• **Record excerpts**:

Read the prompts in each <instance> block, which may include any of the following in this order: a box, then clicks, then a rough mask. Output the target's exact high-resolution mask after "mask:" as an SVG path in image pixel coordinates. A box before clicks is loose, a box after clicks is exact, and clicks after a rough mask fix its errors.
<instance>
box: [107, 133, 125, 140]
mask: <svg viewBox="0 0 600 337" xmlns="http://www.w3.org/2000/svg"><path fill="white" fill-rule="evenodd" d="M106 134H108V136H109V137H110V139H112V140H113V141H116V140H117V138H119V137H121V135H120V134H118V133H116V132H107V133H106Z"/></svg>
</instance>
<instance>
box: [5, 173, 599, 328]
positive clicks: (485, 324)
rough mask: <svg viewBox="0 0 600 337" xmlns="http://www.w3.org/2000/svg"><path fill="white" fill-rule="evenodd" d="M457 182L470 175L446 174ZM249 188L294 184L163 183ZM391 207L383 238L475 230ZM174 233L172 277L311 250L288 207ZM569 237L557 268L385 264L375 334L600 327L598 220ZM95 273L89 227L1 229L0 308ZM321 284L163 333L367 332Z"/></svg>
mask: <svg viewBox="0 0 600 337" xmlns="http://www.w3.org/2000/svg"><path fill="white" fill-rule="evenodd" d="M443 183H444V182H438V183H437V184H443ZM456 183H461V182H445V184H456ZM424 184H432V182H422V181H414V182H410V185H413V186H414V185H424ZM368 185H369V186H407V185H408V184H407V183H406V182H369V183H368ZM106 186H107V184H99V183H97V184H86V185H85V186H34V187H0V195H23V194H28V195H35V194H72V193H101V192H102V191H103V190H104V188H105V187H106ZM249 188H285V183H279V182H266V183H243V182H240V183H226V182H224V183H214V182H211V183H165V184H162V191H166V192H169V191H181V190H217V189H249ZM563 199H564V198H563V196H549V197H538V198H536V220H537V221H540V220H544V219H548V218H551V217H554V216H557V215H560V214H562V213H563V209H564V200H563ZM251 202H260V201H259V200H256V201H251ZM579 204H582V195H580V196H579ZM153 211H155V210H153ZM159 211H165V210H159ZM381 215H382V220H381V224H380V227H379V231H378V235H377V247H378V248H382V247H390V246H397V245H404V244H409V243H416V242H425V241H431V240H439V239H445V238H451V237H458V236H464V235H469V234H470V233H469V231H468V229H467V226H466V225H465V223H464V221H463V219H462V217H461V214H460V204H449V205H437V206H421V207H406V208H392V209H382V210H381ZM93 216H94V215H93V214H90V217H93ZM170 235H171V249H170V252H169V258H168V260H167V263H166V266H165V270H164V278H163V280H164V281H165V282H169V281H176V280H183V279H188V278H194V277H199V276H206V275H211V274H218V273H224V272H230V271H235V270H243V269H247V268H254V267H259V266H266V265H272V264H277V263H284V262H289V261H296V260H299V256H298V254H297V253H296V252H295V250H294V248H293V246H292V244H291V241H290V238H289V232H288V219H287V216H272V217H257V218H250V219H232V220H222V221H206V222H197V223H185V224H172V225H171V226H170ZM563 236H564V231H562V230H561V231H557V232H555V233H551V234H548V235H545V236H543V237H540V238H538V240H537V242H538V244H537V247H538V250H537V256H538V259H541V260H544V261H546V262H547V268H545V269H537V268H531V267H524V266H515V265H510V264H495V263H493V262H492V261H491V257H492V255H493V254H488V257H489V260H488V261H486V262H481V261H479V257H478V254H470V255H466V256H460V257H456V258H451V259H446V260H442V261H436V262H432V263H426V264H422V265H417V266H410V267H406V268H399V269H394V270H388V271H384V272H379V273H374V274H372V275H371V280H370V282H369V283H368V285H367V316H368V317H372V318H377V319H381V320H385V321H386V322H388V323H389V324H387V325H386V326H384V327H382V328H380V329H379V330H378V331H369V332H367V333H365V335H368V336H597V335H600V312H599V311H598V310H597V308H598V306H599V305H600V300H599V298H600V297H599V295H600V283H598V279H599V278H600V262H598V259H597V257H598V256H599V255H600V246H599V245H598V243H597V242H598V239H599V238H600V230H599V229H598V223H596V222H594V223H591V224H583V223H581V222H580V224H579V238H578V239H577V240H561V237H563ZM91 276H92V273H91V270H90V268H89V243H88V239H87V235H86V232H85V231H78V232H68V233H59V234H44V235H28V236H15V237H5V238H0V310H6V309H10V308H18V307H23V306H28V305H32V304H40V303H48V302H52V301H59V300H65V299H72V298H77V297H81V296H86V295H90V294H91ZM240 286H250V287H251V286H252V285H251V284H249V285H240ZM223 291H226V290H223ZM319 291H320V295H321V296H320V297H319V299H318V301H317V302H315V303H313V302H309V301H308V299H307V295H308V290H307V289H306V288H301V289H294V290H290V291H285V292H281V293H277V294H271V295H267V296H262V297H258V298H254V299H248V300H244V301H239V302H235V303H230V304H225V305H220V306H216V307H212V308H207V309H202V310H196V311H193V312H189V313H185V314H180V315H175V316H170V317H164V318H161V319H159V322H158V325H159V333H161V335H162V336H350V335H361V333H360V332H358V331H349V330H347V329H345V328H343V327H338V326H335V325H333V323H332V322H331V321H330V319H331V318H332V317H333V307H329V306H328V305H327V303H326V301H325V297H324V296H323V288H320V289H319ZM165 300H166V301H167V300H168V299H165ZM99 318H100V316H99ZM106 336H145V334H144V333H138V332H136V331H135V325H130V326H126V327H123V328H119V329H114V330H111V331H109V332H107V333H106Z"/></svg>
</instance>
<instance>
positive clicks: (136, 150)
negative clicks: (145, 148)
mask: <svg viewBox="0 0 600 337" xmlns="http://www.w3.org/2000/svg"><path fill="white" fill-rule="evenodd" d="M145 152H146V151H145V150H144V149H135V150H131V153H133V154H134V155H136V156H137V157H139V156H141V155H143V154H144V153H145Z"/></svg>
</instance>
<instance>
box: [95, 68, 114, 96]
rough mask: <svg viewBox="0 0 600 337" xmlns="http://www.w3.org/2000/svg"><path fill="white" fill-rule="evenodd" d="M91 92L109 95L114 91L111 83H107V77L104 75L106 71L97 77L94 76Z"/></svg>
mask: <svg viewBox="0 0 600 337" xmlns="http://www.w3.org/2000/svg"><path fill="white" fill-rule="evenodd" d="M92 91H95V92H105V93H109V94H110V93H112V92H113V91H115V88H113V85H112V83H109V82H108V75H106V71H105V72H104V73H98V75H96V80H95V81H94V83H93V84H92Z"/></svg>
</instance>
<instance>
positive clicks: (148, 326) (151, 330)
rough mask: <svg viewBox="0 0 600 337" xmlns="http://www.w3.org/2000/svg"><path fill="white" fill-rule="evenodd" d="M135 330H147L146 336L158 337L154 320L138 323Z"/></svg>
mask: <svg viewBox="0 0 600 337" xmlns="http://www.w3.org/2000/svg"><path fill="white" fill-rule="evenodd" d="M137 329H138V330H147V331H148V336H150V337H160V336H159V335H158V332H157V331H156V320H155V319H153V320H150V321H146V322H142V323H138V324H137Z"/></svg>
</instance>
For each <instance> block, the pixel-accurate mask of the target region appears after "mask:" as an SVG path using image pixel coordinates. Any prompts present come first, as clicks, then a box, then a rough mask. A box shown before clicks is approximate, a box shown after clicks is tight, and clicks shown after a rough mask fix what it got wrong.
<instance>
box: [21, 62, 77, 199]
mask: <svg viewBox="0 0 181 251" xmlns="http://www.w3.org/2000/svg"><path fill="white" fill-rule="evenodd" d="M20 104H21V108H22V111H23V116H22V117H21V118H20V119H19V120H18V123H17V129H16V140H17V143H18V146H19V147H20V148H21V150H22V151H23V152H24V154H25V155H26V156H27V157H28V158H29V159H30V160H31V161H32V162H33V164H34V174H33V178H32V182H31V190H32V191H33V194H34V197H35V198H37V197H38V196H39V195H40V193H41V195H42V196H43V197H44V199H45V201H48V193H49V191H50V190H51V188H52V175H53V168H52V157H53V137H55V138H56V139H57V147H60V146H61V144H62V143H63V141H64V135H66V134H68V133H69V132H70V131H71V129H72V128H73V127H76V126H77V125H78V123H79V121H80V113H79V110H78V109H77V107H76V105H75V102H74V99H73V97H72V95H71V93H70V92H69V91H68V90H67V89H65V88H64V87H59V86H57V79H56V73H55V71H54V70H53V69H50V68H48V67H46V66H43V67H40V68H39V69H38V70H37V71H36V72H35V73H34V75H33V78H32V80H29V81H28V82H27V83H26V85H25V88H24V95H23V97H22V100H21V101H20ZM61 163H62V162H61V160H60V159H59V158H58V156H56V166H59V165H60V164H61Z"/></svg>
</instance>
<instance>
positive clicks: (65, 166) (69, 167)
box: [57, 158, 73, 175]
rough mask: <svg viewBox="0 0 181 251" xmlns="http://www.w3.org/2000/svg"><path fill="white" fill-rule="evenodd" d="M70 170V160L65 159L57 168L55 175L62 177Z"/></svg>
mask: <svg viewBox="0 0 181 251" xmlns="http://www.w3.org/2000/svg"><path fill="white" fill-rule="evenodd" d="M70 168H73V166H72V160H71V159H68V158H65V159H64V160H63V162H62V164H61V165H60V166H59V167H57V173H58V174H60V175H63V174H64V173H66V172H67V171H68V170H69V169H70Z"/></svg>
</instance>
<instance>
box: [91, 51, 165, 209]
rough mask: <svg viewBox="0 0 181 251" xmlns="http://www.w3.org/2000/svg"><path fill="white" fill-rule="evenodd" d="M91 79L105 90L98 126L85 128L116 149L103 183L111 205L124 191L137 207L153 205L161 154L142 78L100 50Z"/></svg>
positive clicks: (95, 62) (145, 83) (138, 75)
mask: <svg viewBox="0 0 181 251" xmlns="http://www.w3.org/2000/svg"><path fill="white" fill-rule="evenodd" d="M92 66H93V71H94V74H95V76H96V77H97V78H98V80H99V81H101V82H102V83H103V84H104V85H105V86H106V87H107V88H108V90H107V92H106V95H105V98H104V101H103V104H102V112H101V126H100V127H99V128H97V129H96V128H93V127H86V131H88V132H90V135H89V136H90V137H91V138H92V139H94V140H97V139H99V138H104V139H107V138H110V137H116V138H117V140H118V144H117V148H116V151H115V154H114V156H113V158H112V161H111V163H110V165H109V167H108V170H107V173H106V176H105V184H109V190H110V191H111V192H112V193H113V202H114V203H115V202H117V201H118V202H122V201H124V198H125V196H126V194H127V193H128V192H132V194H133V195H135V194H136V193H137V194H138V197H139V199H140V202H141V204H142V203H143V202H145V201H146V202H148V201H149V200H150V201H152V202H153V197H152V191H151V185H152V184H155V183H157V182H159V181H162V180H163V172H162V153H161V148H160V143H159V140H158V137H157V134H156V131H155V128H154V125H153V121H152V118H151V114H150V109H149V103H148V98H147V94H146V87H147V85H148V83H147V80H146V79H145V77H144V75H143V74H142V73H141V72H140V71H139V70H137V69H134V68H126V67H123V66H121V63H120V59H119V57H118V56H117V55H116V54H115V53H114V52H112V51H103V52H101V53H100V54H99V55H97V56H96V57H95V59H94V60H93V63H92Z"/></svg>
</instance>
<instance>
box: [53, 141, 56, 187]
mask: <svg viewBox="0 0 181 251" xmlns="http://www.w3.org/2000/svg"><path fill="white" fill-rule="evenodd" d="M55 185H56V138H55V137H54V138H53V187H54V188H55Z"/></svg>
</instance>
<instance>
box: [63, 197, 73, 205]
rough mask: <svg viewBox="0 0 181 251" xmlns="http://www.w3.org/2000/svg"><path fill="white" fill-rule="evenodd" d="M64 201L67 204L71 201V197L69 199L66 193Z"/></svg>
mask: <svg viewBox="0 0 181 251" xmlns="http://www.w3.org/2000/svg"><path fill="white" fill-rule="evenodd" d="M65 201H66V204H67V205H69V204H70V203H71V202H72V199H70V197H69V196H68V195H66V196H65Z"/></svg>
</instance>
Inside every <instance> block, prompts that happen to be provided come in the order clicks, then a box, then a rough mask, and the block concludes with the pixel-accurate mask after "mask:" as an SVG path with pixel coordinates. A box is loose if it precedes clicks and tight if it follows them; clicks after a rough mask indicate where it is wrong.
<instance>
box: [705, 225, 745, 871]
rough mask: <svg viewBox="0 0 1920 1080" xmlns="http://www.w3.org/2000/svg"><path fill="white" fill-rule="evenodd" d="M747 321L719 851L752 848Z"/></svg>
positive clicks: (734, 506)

• **Problem to solve**:
Quote only the stretch of lines that starts the data above and ends with the line containing "positive clicks: (485, 324)", both included.

• **Result**:
Read the prompts in each <instance> block, which may include any of the following in this order: a box, then clicks, then a rough mask. Output the target's exact high-resolution mask after "mask:" as an SVG path in image pixel coordinates. A box before clicks is loose, a box after clicks is exact, and clicks after a rough mask fix its errors.
<instance>
box: [107, 133, 125, 140]
mask: <svg viewBox="0 0 600 337" xmlns="http://www.w3.org/2000/svg"><path fill="white" fill-rule="evenodd" d="M106 134H108V136H109V137H110V139H112V140H113V141H116V140H117V138H119V137H121V135H120V134H118V133H116V132H107V133H106Z"/></svg>
</instance>
<instance>
box: [5, 173, 599, 328]
positive clicks: (485, 324)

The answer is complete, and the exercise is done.